DATA ENTRIES:
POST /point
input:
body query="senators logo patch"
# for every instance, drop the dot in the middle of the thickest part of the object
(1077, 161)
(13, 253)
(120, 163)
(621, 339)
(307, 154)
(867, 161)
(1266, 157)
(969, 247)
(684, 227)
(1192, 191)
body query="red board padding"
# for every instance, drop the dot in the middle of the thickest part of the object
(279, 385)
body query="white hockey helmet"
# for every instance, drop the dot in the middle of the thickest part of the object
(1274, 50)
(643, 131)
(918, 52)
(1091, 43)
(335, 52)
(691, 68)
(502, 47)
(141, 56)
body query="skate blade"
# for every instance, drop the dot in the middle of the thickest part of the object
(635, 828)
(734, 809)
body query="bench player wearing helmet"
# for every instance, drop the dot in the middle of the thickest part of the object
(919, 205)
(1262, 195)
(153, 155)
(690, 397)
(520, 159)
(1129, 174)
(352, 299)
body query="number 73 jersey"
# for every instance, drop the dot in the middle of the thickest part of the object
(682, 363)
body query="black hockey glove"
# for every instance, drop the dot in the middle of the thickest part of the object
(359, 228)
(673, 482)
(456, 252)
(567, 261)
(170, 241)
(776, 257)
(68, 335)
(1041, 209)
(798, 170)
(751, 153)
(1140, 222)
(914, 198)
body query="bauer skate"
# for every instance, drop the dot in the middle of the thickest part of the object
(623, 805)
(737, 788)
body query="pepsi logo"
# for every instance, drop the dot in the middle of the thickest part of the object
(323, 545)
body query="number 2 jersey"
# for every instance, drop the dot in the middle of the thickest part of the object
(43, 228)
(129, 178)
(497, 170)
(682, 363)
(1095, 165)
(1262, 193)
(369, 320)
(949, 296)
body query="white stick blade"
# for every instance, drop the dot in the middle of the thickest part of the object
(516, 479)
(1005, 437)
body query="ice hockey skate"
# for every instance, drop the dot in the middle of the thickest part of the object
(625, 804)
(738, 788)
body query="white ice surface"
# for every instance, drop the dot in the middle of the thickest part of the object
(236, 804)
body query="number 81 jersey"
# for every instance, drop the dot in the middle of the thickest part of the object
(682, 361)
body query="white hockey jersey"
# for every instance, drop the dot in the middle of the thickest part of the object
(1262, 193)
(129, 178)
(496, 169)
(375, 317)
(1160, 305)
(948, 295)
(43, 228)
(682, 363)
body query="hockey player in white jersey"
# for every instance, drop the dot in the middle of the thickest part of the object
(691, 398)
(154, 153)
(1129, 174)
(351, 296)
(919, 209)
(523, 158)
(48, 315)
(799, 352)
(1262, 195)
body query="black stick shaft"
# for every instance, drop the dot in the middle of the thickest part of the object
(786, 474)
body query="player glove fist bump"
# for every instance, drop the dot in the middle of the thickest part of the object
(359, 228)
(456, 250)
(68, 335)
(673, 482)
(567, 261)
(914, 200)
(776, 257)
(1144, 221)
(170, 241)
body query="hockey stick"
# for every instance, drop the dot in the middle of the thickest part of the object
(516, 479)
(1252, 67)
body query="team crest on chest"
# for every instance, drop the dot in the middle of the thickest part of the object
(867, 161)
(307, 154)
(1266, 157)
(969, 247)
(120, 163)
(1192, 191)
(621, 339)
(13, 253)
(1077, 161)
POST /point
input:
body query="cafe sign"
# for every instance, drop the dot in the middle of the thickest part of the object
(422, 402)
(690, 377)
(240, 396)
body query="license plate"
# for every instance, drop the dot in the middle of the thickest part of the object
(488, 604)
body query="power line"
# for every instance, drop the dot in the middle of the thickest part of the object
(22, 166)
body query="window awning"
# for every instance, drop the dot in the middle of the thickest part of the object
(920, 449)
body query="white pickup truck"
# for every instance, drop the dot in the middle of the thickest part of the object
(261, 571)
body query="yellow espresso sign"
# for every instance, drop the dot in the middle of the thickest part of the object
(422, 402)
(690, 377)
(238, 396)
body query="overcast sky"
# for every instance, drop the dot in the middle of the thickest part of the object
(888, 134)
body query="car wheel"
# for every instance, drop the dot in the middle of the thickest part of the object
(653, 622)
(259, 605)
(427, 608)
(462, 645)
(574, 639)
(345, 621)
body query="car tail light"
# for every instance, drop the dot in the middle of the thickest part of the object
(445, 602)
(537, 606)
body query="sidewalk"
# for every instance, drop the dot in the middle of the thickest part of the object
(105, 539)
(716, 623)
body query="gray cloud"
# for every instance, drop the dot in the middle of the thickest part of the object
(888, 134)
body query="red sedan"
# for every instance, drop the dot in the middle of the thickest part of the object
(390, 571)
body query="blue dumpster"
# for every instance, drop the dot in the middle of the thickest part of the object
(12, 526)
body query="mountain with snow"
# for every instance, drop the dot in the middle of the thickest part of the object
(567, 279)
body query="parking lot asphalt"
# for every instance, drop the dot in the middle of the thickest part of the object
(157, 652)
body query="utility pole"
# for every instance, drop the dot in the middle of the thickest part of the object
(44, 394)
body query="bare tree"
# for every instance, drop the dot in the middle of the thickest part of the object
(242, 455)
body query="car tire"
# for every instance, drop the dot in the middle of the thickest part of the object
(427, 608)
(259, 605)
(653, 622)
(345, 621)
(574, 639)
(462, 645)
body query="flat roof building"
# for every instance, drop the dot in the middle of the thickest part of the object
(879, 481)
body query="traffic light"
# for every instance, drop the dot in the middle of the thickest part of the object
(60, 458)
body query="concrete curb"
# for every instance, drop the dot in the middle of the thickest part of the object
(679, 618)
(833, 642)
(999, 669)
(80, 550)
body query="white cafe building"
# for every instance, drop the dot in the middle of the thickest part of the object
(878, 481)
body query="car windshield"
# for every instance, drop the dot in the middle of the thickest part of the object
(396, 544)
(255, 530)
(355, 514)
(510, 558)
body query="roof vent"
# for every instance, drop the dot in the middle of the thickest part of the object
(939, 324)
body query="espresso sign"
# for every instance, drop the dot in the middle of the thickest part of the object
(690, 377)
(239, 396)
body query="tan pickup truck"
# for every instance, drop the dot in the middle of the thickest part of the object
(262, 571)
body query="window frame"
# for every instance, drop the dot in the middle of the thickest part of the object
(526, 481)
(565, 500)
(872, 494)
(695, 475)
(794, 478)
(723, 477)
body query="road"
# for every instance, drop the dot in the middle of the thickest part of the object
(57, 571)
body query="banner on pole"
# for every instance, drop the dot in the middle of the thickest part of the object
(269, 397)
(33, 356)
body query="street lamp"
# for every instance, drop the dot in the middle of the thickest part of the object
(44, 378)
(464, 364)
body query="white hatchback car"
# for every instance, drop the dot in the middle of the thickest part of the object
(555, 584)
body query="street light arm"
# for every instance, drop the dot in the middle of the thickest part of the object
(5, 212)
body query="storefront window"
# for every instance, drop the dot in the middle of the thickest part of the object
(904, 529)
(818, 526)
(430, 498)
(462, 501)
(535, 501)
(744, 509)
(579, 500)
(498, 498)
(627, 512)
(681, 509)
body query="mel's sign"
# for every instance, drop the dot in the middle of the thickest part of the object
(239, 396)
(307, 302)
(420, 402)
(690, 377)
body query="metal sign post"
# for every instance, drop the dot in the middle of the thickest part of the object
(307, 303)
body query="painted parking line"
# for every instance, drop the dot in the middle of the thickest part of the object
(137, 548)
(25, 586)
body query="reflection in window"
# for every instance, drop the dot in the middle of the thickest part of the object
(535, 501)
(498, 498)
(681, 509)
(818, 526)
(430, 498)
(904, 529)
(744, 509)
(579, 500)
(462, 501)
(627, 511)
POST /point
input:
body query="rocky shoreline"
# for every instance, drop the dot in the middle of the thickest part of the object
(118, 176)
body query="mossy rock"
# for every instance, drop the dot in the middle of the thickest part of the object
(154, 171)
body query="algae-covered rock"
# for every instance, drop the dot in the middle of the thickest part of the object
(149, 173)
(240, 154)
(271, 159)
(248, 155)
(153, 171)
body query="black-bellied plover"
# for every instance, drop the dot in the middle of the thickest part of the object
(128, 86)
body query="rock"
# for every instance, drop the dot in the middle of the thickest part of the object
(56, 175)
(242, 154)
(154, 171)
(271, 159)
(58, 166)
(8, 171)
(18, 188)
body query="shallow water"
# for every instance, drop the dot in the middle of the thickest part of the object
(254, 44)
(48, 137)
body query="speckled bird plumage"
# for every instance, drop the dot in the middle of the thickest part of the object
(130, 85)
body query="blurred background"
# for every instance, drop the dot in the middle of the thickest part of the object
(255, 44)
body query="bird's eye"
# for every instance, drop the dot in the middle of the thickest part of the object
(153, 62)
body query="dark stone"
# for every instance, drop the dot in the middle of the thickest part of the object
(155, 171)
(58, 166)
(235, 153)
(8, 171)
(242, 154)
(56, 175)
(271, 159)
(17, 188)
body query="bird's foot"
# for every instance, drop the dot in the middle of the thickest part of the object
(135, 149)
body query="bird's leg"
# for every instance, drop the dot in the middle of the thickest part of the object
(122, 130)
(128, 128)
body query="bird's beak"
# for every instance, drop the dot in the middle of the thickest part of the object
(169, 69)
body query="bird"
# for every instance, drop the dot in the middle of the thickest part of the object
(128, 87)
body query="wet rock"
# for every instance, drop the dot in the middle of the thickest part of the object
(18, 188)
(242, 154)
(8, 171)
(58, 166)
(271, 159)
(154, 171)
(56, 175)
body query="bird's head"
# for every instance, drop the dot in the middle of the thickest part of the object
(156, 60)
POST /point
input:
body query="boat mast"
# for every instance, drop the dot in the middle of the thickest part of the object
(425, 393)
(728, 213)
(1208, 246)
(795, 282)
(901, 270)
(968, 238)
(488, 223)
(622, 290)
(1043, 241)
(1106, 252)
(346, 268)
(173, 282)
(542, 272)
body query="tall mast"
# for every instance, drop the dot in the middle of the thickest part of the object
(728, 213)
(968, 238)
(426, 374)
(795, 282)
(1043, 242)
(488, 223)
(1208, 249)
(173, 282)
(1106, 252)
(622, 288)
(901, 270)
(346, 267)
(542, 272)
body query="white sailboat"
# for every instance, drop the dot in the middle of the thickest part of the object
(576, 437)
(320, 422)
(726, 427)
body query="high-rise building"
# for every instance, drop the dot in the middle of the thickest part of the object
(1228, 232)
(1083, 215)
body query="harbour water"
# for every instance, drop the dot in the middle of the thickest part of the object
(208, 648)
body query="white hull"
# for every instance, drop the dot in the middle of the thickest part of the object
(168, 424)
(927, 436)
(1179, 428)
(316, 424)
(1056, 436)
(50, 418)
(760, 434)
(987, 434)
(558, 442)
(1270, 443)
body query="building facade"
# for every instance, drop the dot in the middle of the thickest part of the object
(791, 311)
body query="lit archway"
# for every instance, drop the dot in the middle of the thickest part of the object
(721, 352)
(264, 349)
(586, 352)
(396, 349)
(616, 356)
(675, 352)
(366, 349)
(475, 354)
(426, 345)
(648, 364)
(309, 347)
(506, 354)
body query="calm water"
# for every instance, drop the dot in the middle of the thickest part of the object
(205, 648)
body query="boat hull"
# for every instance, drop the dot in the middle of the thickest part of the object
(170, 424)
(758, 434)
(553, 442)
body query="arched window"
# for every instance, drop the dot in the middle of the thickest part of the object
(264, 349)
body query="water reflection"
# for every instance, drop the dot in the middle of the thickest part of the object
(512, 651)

PROBLEM DETAILS:
Repeat the rows word for word, starting from the very first line and ending with the line that contains "(1005, 437)".

ANSWER BELOW:
POST /point
input:
body query="senators logo patch"
# for every instance, drop the dot in the middle of the thickest part of the object
(1077, 161)
(13, 253)
(120, 163)
(621, 339)
(307, 154)
(867, 161)
(1266, 157)
(969, 247)
(684, 227)
(1192, 191)
body query="red board padding"
# for every instance, drop the dot in the middle of the thickest part of the object
(279, 385)
body query="white hockey helmet"
# for every instance, drop the dot in the middle of the thickest part of the object
(1274, 50)
(643, 131)
(918, 52)
(1091, 43)
(335, 52)
(691, 68)
(502, 47)
(141, 56)
body query="skate blade"
# for every instance, drop the dot in the middle of the thickest part of the object
(635, 828)
(734, 809)
body query="bench player wearing helmet"
# for every instance, drop the dot in the middle of the thickest part of the object
(919, 205)
(1262, 195)
(153, 155)
(690, 397)
(520, 159)
(1129, 174)
(352, 299)
body query="number 73 jersey"
# for every instance, drop the dot in the middle of the thickest part of the object
(682, 363)
body query="black hockey glove"
# for every instance, drop the dot in the middle of the thickest part of the object
(359, 228)
(673, 482)
(456, 252)
(567, 261)
(170, 241)
(776, 257)
(68, 335)
(1041, 209)
(798, 170)
(751, 153)
(1140, 222)
(914, 198)
body query="bauer skate"
# for every instance, drop the dot in the middle of the thickest part of the object
(623, 805)
(737, 788)
body query="pepsi logo"
# for every instance, drop the dot in the middle of the thickest part of the object
(323, 545)
body query="number 2 jersey"
# for every instance, drop the dot in the middle of the thickest part of the object
(43, 228)
(129, 178)
(497, 170)
(682, 363)
(1095, 165)
(1262, 193)
(369, 320)
(949, 296)
body query="white stick blade"
# for every instance, drop the dot in the middle of the thickest part of the object
(516, 479)
(1005, 437)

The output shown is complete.